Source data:
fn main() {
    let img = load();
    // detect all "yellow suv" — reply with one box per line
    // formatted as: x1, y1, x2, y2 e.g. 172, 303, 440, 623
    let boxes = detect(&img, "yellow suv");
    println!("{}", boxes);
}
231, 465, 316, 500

- _PROBLEM TO WORK ON_
Go through the data and return each line where the word "detect" appears.

- _EXERCISE SOLUTION_
    // detect all "yellow suv" — reply with one box per line
    let boxes = detect(&img, "yellow suv");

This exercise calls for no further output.